At Los Cheros Pupuseria, which is situated in a Gardena strip mall, the stars of the menu are the pupusas. (Photo by Merrill Shindler)
At Los Cheros Pupuseria, which is situated in a Gardena strip mall, the stars of the menu are the pupusas. (Photo by Merrill Shindler)

The Los Cheros model is thick and puffy, with a browned edge, and a basic selection of fillings. For me, the best option is the Revuelta — the full monty of pork, beans and cheese, very nicely melted.

As for other versions, there also are chicharron and cheese, beans and cheese, cheese alone, cheese with the edible flower called loroco, cheese with calabaza squash — and one variation made with plantain, another with rice flour. The cornmeal pupusas are replicated with rice meal as well.

And though there’s more to the takeout menu, it’s the pupusas that dominate the ordering — and the hearts of Los Cheros’ true believers.

Some distance to the south, Pupuseria La Quebrada (1111 W. Pacific Coast Hwy., Harbor City; 424-250-9775) has a menu of five soups, five antojitos and 11 comidas, including some wonderful salpicons.

* What you need to do
**A.** List the fillings that the pupusa article says go into the Revuelta.
**B.** Duplicate the pupusa article from "And though there’s" up to and including "some wonderful salpicons.".
The rows that follow come from a different source than the pupusa article.

(Data records)
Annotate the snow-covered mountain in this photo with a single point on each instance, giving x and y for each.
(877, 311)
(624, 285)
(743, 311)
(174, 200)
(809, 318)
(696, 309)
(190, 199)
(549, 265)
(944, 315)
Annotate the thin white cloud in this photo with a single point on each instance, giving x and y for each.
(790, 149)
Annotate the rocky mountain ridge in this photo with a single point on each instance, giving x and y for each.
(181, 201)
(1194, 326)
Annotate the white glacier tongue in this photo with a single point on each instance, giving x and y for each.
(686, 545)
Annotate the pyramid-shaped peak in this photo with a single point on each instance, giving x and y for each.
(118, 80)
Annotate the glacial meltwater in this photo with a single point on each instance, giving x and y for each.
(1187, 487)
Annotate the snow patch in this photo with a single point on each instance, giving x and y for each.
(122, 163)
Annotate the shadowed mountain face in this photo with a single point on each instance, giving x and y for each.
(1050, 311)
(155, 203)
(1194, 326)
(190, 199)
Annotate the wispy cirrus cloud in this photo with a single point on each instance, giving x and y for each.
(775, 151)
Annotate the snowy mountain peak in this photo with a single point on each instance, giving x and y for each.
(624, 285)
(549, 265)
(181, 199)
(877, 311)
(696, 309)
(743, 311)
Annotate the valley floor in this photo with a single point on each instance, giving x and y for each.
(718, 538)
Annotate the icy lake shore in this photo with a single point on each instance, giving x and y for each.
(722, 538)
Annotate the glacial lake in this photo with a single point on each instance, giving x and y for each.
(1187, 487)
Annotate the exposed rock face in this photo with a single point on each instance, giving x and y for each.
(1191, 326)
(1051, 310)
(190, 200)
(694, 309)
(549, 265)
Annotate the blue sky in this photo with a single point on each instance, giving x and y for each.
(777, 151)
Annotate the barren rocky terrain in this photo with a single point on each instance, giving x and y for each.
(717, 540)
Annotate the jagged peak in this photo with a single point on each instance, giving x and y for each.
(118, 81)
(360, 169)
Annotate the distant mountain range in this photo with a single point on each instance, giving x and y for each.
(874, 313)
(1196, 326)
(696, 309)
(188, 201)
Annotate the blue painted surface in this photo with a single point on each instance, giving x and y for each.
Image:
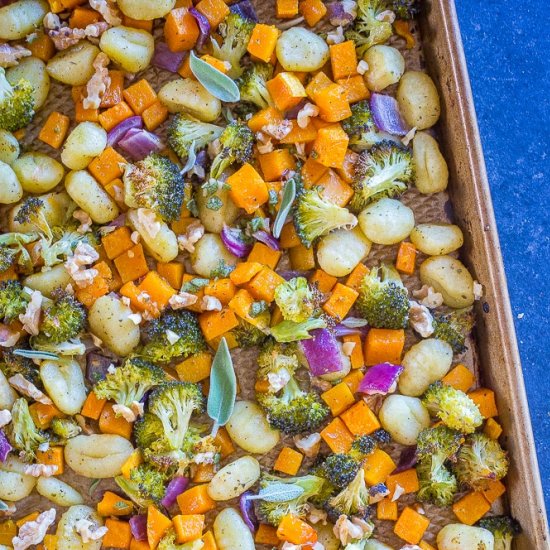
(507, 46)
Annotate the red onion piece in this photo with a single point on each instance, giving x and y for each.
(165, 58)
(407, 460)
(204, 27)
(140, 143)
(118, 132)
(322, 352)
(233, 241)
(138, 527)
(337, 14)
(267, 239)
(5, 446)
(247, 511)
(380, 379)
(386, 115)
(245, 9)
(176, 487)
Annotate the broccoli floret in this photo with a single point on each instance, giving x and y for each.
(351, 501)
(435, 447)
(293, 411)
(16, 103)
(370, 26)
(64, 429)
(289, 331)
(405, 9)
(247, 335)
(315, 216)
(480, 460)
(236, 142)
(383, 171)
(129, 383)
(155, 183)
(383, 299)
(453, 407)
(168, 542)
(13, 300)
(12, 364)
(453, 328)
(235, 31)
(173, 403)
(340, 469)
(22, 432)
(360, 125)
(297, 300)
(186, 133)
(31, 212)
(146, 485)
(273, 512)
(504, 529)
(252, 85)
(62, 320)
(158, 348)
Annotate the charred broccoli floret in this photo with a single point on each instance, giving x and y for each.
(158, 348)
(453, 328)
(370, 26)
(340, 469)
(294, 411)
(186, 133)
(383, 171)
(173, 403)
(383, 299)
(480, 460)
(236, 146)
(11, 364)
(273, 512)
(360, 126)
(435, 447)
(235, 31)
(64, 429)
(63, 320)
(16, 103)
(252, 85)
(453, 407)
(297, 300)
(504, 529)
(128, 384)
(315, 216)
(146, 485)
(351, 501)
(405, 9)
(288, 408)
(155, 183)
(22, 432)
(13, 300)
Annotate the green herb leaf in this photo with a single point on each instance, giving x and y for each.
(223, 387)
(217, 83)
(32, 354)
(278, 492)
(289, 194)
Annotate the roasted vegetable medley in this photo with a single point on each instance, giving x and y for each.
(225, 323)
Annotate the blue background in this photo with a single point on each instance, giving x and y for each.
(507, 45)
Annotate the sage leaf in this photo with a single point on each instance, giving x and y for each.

==

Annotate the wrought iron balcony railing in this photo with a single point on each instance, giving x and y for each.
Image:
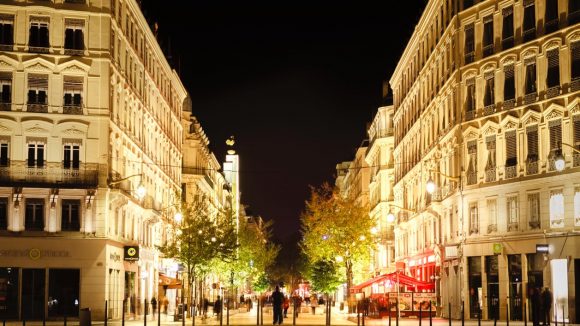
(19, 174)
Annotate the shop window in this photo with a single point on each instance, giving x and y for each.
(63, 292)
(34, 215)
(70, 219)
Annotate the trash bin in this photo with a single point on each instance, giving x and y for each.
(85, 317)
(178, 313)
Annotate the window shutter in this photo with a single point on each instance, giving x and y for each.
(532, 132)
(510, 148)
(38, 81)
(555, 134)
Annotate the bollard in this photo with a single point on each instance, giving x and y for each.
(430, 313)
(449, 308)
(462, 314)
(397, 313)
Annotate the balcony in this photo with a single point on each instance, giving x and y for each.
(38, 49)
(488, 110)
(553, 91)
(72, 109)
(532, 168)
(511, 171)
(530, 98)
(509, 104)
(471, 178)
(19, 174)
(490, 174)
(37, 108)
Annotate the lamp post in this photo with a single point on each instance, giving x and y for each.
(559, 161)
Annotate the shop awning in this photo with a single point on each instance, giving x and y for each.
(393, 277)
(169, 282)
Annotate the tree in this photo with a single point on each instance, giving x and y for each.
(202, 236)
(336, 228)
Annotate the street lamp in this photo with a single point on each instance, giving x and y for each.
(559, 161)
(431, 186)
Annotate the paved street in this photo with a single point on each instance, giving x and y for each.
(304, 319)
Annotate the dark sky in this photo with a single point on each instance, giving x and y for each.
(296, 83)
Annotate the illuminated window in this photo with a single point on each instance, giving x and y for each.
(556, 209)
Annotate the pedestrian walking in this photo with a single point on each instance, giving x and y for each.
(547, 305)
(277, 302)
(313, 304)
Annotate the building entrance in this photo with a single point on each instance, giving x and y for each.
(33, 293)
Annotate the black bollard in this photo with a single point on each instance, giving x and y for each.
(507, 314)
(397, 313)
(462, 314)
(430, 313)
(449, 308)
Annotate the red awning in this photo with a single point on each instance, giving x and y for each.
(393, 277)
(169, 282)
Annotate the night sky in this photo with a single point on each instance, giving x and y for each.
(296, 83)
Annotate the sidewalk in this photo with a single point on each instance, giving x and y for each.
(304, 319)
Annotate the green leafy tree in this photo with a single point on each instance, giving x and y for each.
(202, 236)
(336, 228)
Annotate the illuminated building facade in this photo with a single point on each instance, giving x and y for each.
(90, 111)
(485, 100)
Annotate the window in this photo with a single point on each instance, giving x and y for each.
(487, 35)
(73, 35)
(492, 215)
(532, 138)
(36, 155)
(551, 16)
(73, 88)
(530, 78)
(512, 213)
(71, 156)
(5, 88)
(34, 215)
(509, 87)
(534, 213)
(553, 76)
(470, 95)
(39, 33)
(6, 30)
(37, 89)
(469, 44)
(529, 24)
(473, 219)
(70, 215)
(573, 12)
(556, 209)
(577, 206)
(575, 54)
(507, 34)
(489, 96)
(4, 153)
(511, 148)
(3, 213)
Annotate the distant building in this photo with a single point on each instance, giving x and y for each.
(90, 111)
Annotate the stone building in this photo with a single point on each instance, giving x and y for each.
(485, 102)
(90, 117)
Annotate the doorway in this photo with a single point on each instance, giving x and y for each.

* Exercise answers
**A.** pork, beans, cheese

**B.**
And though there’s more to the takeout menu, it’s the pupusas that dominate the ordering — and the hearts of Los Cheros’ true believers.

Some distance to the south, Pupuseria La Quebrada (1111 W. Pacific Coast Hwy., Harbor City; 424-250-9775) has a menu of five soups, five antojitos and 11 comidas, including some wonderful salpicons.